Point-per-instance localization data:
<<<<

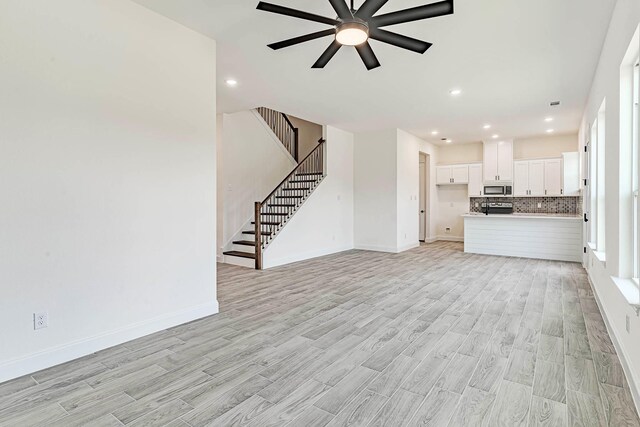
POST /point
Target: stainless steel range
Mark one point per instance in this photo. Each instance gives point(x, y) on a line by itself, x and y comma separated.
point(505, 208)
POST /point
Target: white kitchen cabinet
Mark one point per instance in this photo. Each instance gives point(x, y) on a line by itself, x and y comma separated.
point(460, 174)
point(538, 178)
point(443, 175)
point(571, 174)
point(553, 177)
point(521, 178)
point(505, 161)
point(454, 174)
point(490, 161)
point(498, 161)
point(476, 187)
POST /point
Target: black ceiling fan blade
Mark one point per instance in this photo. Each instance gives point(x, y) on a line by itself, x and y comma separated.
point(327, 55)
point(399, 40)
point(301, 39)
point(367, 56)
point(432, 10)
point(341, 8)
point(281, 10)
point(369, 8)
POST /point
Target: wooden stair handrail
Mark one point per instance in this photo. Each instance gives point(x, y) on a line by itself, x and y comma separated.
point(320, 142)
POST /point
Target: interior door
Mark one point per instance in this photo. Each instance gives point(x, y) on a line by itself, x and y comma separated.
point(536, 178)
point(521, 179)
point(490, 161)
point(553, 177)
point(422, 204)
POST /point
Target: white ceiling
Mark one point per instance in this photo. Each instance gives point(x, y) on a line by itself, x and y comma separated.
point(511, 58)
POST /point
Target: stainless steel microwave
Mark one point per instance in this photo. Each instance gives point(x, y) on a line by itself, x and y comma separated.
point(498, 190)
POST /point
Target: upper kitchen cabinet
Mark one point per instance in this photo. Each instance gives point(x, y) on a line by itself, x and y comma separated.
point(571, 174)
point(453, 174)
point(498, 161)
point(553, 177)
point(476, 187)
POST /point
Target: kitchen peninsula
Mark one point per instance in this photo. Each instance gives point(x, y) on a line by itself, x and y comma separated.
point(528, 235)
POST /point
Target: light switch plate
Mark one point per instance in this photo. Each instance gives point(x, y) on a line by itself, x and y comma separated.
point(40, 320)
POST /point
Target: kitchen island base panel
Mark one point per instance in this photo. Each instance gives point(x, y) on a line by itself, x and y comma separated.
point(548, 238)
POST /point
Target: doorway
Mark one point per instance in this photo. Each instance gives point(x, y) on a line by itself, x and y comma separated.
point(423, 204)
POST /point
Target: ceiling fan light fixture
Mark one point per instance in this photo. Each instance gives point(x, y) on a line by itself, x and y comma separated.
point(352, 33)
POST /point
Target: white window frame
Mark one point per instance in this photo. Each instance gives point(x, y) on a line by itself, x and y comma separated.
point(635, 176)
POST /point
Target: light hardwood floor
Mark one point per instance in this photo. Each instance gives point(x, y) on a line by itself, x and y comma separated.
point(429, 337)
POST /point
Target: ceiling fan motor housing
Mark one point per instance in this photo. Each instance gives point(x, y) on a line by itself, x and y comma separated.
point(352, 32)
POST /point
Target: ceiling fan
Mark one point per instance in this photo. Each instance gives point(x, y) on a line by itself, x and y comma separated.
point(355, 27)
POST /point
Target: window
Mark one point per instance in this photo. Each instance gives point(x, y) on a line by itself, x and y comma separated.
point(596, 179)
point(600, 184)
point(592, 179)
point(635, 181)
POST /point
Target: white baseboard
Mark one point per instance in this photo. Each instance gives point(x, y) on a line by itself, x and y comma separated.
point(408, 247)
point(64, 353)
point(270, 263)
point(634, 388)
point(450, 238)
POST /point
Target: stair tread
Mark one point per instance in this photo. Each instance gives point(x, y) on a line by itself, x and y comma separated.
point(241, 254)
point(264, 233)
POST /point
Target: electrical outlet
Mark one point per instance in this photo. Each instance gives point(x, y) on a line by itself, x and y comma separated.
point(40, 320)
point(628, 324)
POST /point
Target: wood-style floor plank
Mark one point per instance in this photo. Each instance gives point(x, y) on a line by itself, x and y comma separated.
point(428, 337)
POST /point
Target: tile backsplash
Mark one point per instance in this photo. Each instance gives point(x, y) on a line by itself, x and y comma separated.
point(552, 205)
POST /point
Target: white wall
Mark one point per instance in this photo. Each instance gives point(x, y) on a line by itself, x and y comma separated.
point(324, 223)
point(387, 165)
point(606, 84)
point(545, 146)
point(375, 188)
point(254, 163)
point(453, 202)
point(461, 153)
point(107, 176)
point(408, 164)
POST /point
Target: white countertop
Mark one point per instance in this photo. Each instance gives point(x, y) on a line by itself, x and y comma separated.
point(525, 216)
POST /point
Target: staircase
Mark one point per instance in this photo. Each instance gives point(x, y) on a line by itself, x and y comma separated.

>>>>

== Exercise details ==
Whenever the word "light" shows up in a line above, copy that line.

== Result of this task ==
Target: light switch plate
Target: ceiling fan light fixture
Target: light hardwood floor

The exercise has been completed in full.